It is 9pm as I write this. I have been trying (unsuccessfully) to get all four of my kids to bed for the last two hours.
I have work to do.
I have Netflix episodes to binge watch.
I have a very real desire to feel, for a few moments, independent. An adult. I want to do things that I want to do, like eat ice cream out of the carton if I feel like it. (I usually do feel like it.) I want to throw my hands in the air and wave them (like I just don’t care).
Instead I am wearing a path back and forth between the couch and the three bedrooms, refilling water cups, fulfilling threats to turn off the lights, giving kisses AGAIN, and saying second and third prayers.
What I am thinking about (besides the ice cream and the Netflix and the couch) is the fact that people left one really important thing out when they talked to me about becoming a parent.
They talked about diapers and colic and the lack of sleep and nursing and diapers and teething tips and ear infections and enjoying every moment, even the hard ones.
But they left something out.
They didn’t tell me that parenting is constantly changing.
Every day, every month, every year. Every time I feel like I understand my children and their needs. Every time I find a routine and think it will stick.
It doesn’t stick. Routine is never routine.
Take that first year: you spend the first month in a haze. You begin to know your baby’s smell. The feel of his or her hair. A pattern, if not a schedule, forms and by the second or third month, you catch yourself thinking, I got this.

────────────────

REQUIRED TASKS
1. Reproduce the essay on parenting from "I have a very" to "just don’t care)." word for word.
2. Carry the essay on parenting forward from the point where it stops.

EXTRACTED RECORDS
────────────────

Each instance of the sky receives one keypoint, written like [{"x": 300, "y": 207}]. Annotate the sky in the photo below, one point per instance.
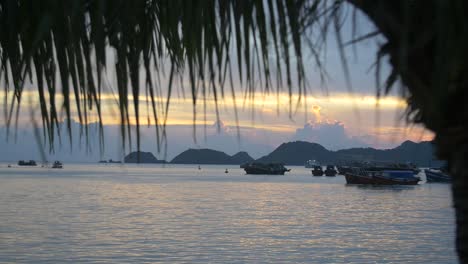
[{"x": 331, "y": 114}]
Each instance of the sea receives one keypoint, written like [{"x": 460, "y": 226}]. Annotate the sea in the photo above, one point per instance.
[{"x": 111, "y": 213}]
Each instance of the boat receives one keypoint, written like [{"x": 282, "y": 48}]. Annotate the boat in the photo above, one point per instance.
[
  {"x": 381, "y": 176},
  {"x": 342, "y": 170},
  {"x": 57, "y": 165},
  {"x": 330, "y": 171},
  {"x": 437, "y": 175},
  {"x": 311, "y": 163},
  {"x": 317, "y": 171},
  {"x": 27, "y": 163},
  {"x": 265, "y": 168}
]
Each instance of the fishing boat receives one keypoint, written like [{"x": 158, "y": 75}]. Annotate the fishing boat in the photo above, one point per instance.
[
  {"x": 342, "y": 170},
  {"x": 381, "y": 176},
  {"x": 317, "y": 171},
  {"x": 311, "y": 164},
  {"x": 265, "y": 168},
  {"x": 57, "y": 165},
  {"x": 27, "y": 163},
  {"x": 330, "y": 171},
  {"x": 437, "y": 175}
]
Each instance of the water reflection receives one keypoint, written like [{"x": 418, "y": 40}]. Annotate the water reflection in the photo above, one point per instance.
[{"x": 152, "y": 214}]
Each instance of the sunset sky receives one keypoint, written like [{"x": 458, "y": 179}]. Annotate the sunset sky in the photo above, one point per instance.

────────────────

ANSWERS BY ITEM
1.
I have a very real desire to feel, for a few moments, independent. An adult. I want to do things that I want to do, like eat ice cream out of the carton if I feel like it. (I usually do feel like it.) I want to throw my hands in the air and wave them (like I just don’t care).

2.
And then: your baby learns to roll over. But can’t roll back. Suddenly that established pattern of napping and sleeping is gone because your baby wakes herself up every time she rolls over in her sleep. Every hour. Every twenty minutes. Every ten.
Or he begins teething. At least, you THINK it’s teething. It might be an ear infection or a cold. Or it might be nothing.
Really? It’s just parenting.
There is an ebb and a flow that sometimes works itself into a pattern or routine. Then the seasons change or the moon gets full and your child hits a developmental milestone or it’s daylight savings time or who the heck knows.
Just when you get your feet under you, it all slips away.
It is not solid. You can’t relax for too long. Don’t get comfortable.
Even on the fourth child. A month ago, everyone was asleep by 7:30. The house was quiet. I could blog or write or take a deep dive into Netflix. I knew what to expect. Until it changed again. Not for any real reason.
Maybe Cooper doesn’t need a nap anymore. Not if I want her to go to bed early, anyway.
Maybe Quin needs a later bedtime or a little more than me putting her in the crib and saying, Peace out, babycakes. (It was nice while it lasted.)
You try things and you see what works. You find something that works. Until it doesn’t. Then you try things until you see what works NOW. Until it doesn’t.
So whether you are on your first kid or your fifth, I want to assure you that it is totally normal to feel like the rug is being pulled out from under you every few months. Your life won’t be stable for long.
Maybe the best thing we can do is remind ourselves to enjoy the ride. We can find a mantra (or a MOM-tra) that doesn’t too much pressure on you to feel perfect. To measure up.
I don’t think that people mean to be misleading about this. I think we all just forget the changes and the instability when we are in that deceptive lull. We get to a place of peace and routine and forget the changes that got us here and then are weirdly surprised when it all changes again. So we don’t talk about it all that much.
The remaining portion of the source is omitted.